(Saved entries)
##########

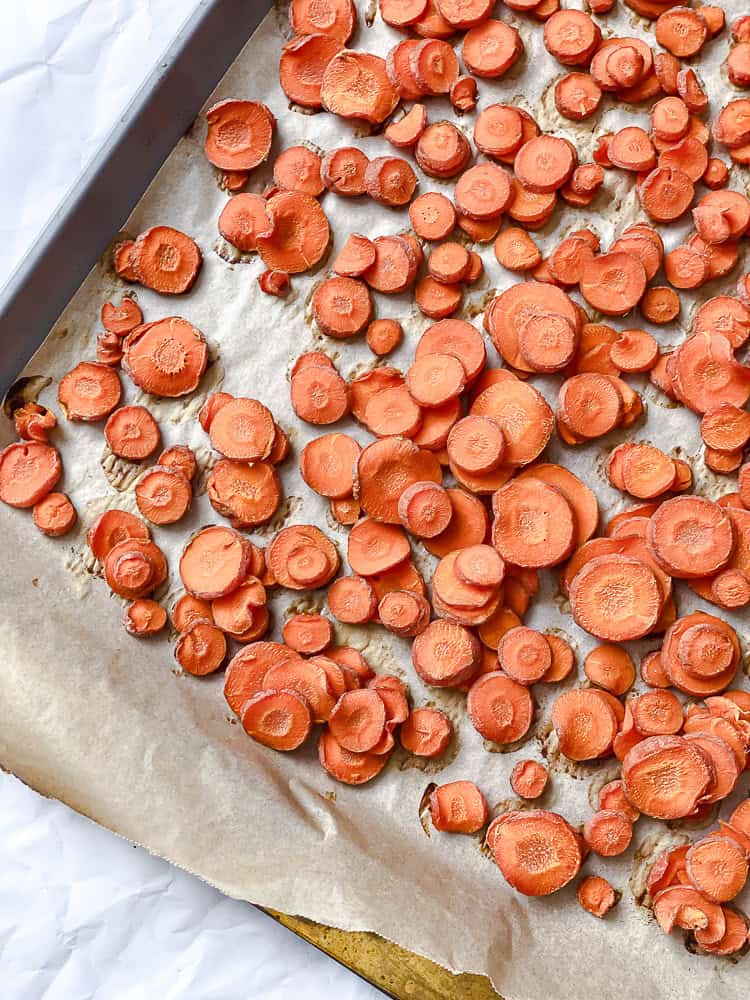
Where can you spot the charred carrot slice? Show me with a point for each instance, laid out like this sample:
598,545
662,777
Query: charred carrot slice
458,807
28,472
165,358
54,514
516,838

##########

→ **Problem statement**:
Print every entry verbatim and leave all pictures out.

→ **Response to the task**:
Where can you spot the charred carrot slice? Show me with a point for each instance, laid out like this sample:
598,545
662,777
Query: charred carrot slice
458,807
28,472
165,358
54,514
516,838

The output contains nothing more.